Provided data:
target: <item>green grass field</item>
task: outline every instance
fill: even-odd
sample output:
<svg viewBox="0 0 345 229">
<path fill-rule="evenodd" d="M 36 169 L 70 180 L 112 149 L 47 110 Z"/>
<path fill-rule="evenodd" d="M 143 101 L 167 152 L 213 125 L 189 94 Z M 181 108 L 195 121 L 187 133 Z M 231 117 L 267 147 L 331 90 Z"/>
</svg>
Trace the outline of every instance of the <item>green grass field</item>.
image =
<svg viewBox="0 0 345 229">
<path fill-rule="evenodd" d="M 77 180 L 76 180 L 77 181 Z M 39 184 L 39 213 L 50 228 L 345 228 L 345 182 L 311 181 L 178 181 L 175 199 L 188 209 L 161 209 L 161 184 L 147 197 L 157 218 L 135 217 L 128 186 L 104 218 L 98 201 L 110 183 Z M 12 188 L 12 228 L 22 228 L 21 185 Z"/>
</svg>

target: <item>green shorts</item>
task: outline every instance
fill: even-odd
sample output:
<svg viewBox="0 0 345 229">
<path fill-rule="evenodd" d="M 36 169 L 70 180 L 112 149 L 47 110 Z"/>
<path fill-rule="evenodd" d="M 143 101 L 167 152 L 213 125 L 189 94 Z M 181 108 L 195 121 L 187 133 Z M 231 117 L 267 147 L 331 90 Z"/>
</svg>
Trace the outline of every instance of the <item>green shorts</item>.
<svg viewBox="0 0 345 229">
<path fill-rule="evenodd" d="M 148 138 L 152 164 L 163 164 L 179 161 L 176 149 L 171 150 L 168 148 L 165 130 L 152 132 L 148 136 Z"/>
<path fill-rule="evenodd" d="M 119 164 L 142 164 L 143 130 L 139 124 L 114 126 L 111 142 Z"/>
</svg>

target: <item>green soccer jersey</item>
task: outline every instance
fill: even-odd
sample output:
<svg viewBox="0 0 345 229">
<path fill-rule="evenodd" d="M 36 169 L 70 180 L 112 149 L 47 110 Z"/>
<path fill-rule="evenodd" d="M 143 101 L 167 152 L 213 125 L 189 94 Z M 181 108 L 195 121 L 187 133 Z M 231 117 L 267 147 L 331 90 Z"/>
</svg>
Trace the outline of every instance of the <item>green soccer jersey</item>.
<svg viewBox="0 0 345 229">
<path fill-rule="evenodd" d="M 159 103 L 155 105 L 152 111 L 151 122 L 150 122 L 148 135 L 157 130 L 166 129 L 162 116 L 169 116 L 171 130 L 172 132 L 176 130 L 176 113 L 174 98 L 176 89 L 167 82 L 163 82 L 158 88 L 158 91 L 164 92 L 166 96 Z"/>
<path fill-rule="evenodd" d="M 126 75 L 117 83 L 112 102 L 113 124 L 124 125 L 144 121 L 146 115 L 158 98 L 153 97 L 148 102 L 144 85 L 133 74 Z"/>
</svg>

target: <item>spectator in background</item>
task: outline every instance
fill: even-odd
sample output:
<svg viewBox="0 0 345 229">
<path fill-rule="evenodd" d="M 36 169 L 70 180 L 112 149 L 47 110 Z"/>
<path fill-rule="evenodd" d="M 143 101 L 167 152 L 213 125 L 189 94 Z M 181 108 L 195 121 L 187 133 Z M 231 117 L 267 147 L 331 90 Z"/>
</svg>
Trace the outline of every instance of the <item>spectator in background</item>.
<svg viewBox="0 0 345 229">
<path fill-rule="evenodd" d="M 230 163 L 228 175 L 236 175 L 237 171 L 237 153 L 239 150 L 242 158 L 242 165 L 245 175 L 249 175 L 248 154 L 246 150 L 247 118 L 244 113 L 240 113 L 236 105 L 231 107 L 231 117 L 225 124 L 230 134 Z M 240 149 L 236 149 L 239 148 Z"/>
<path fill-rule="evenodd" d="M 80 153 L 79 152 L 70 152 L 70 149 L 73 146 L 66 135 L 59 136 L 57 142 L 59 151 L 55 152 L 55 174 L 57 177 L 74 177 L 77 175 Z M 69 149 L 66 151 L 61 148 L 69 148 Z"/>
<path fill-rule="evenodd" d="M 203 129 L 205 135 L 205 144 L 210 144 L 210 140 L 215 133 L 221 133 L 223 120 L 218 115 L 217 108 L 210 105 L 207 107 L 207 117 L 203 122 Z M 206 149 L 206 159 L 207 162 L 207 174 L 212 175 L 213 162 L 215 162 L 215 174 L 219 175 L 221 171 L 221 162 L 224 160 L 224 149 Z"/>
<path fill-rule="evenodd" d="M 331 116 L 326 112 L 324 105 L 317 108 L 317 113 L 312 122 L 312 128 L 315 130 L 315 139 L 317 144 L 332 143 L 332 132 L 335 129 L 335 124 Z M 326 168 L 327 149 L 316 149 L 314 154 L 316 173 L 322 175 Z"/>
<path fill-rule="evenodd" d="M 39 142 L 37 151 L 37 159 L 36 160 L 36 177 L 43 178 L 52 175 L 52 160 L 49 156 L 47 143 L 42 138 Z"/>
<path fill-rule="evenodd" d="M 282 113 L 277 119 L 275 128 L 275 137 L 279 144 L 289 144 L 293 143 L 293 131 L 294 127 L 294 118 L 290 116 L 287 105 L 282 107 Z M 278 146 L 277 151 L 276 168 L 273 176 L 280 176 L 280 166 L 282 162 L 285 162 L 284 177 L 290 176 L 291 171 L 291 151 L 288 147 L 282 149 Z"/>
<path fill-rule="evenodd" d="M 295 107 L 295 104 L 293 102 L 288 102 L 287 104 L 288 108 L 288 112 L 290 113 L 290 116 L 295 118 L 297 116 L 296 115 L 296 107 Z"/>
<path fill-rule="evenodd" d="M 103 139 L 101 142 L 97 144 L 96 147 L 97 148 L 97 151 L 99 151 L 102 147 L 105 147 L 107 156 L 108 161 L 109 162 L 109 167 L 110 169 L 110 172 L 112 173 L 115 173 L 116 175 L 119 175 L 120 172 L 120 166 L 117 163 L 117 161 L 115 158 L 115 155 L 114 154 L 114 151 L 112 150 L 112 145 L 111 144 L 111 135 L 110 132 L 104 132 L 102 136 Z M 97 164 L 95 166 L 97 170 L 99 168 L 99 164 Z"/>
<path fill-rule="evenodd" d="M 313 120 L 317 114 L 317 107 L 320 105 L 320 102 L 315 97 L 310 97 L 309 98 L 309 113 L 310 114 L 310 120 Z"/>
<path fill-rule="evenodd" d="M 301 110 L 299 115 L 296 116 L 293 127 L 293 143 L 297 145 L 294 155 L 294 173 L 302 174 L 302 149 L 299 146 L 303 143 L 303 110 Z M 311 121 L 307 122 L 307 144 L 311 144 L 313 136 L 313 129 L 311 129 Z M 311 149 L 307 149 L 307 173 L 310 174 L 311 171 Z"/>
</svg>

Problem requirements:
Reproduce the lines above, substituting "example output" for every occurrence of "sample output" and leaving everything else unchanged.

Solution for this task:
target: <item>green grass field</item>
task: outline every instance
fill: even-odd
example output:
<svg viewBox="0 0 345 229">
<path fill-rule="evenodd" d="M 36 169 L 70 180 L 112 149 L 47 110 Z"/>
<path fill-rule="evenodd" d="M 143 101 L 167 152 L 213 125 L 189 94 Z M 181 108 L 195 121 L 187 133 Z M 231 117 L 267 147 L 331 90 Z"/>
</svg>
Trace the outline of every instance of the <item>green grass field</item>.
image =
<svg viewBox="0 0 345 229">
<path fill-rule="evenodd" d="M 77 180 L 76 180 L 77 181 Z M 39 184 L 39 213 L 50 228 L 345 228 L 345 182 L 311 181 L 178 181 L 175 199 L 188 209 L 161 209 L 161 184 L 147 197 L 157 218 L 135 217 L 128 186 L 104 218 L 98 201 L 110 183 Z M 12 188 L 12 228 L 22 228 L 21 185 Z"/>
</svg>

target: <item>green shorts</item>
task: outline every instance
fill: even-odd
example output:
<svg viewBox="0 0 345 229">
<path fill-rule="evenodd" d="M 36 169 L 70 180 L 112 149 L 47 110 Z"/>
<path fill-rule="evenodd" d="M 143 101 L 167 152 L 213 125 L 189 94 Z M 181 108 L 195 121 L 187 133 Z M 231 117 L 267 147 L 331 90 Z"/>
</svg>
Trace the outline of every instance of the <item>green shorts</item>.
<svg viewBox="0 0 345 229">
<path fill-rule="evenodd" d="M 148 138 L 152 164 L 163 164 L 179 161 L 176 149 L 171 150 L 168 148 L 165 130 L 152 132 L 148 136 Z"/>
<path fill-rule="evenodd" d="M 119 164 L 142 164 L 143 130 L 139 124 L 114 126 L 111 142 Z"/>
</svg>

target: <item>green soccer jersey</item>
task: outline every instance
fill: even-odd
example output:
<svg viewBox="0 0 345 229">
<path fill-rule="evenodd" d="M 36 169 L 70 180 L 112 149 L 47 110 Z"/>
<path fill-rule="evenodd" d="M 143 101 L 167 152 L 213 125 L 189 94 Z M 181 108 L 195 121 L 187 133 Z M 231 117 L 267 147 L 331 90 Z"/>
</svg>
Trace the outline of every instance of the <item>green soccer jersey</item>.
<svg viewBox="0 0 345 229">
<path fill-rule="evenodd" d="M 159 103 L 155 105 L 152 111 L 151 122 L 150 122 L 148 135 L 157 130 L 166 129 L 162 116 L 169 116 L 171 130 L 172 132 L 176 130 L 176 113 L 174 98 L 176 89 L 167 82 L 163 82 L 158 88 L 158 91 L 164 92 L 166 96 Z"/>
<path fill-rule="evenodd" d="M 126 75 L 117 83 L 112 102 L 113 124 L 124 125 L 144 121 L 146 115 L 158 98 L 153 97 L 148 102 L 144 85 L 133 74 Z"/>
</svg>

target: <item>spectator in background</item>
task: outline every instance
fill: even-odd
example output:
<svg viewBox="0 0 345 229">
<path fill-rule="evenodd" d="M 36 169 L 70 180 L 112 149 L 47 110 Z"/>
<path fill-rule="evenodd" d="M 143 101 L 167 152 L 213 125 L 189 94 Z M 181 108 L 195 121 L 187 133 Z M 231 117 L 267 147 L 331 90 Z"/>
</svg>
Trace the outline of every instance of the <item>spectator in background</item>.
<svg viewBox="0 0 345 229">
<path fill-rule="evenodd" d="M 230 163 L 228 175 L 236 175 L 237 171 L 237 153 L 239 150 L 242 158 L 242 165 L 245 175 L 249 175 L 248 154 L 246 150 L 247 118 L 244 113 L 240 113 L 236 105 L 231 107 L 231 117 L 225 124 L 230 134 Z M 240 149 L 236 149 L 239 148 Z"/>
<path fill-rule="evenodd" d="M 80 153 L 79 152 L 70 152 L 70 149 L 73 146 L 66 135 L 59 136 L 57 142 L 59 151 L 55 152 L 55 174 L 57 177 L 74 177 L 77 175 Z M 69 149 L 66 151 L 61 148 L 69 148 Z"/>
<path fill-rule="evenodd" d="M 203 129 L 205 135 L 205 144 L 210 144 L 210 140 L 215 133 L 221 133 L 223 120 L 218 115 L 217 108 L 210 105 L 207 107 L 207 117 L 203 122 Z M 206 149 L 206 159 L 207 162 L 207 174 L 212 175 L 213 162 L 215 162 L 215 174 L 219 175 L 221 171 L 221 162 L 224 160 L 224 149 Z"/>
<path fill-rule="evenodd" d="M 331 116 L 326 112 L 324 105 L 317 108 L 317 113 L 312 122 L 312 128 L 315 130 L 315 139 L 317 144 L 332 143 L 332 132 L 335 129 L 335 124 Z M 326 168 L 327 149 L 316 149 L 314 154 L 316 173 L 322 175 Z"/>
<path fill-rule="evenodd" d="M 39 142 L 37 151 L 37 159 L 36 160 L 36 177 L 43 178 L 52 175 L 52 160 L 49 156 L 47 143 L 42 138 Z"/>
<path fill-rule="evenodd" d="M 282 113 L 277 119 L 275 128 L 275 137 L 279 144 L 289 144 L 293 143 L 293 131 L 294 127 L 294 118 L 290 116 L 287 105 L 282 107 Z M 278 146 L 277 151 L 276 168 L 273 176 L 280 176 L 280 166 L 282 162 L 285 162 L 284 177 L 290 176 L 291 171 L 291 151 L 288 147 L 282 149 Z"/>
<path fill-rule="evenodd" d="M 295 107 L 295 104 L 293 102 L 288 102 L 287 104 L 288 108 L 288 112 L 290 113 L 290 116 L 295 118 L 297 116 L 296 115 L 296 107 Z"/>
<path fill-rule="evenodd" d="M 103 139 L 101 142 L 97 144 L 96 147 L 97 148 L 97 151 L 99 151 L 102 147 L 105 147 L 107 156 L 108 161 L 109 162 L 109 167 L 110 169 L 110 172 L 112 173 L 115 173 L 116 175 L 119 175 L 120 172 L 120 166 L 117 163 L 117 161 L 115 158 L 115 155 L 114 154 L 114 151 L 112 150 L 112 145 L 111 144 L 111 135 L 110 132 L 104 132 L 102 136 Z M 97 164 L 95 166 L 97 170 L 99 168 L 99 164 Z"/>
<path fill-rule="evenodd" d="M 313 120 L 317 114 L 317 107 L 320 105 L 320 102 L 315 97 L 310 97 L 309 98 L 309 113 L 310 114 L 310 120 Z"/>
<path fill-rule="evenodd" d="M 301 110 L 299 115 L 296 116 L 293 127 L 293 143 L 297 145 L 294 155 L 294 173 L 302 174 L 302 149 L 299 146 L 303 143 L 303 110 Z M 311 121 L 307 122 L 307 144 L 311 144 L 313 136 L 313 129 L 311 129 Z M 311 149 L 307 149 L 307 173 L 310 174 L 311 171 Z"/>
</svg>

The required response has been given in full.